▶ **DATASET EXCERPTS**:
________
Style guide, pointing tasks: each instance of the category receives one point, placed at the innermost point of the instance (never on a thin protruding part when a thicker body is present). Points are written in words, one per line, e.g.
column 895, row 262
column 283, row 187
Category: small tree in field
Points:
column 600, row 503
________
All lines from the one with "column 283, row 187" through the final line of the listing above are to be restated word for word; the lines before it are left out.

▶ **SOLUTION TO THE EXERCISE**:
column 283, row 187
Category: small tree in field
Points:
column 600, row 503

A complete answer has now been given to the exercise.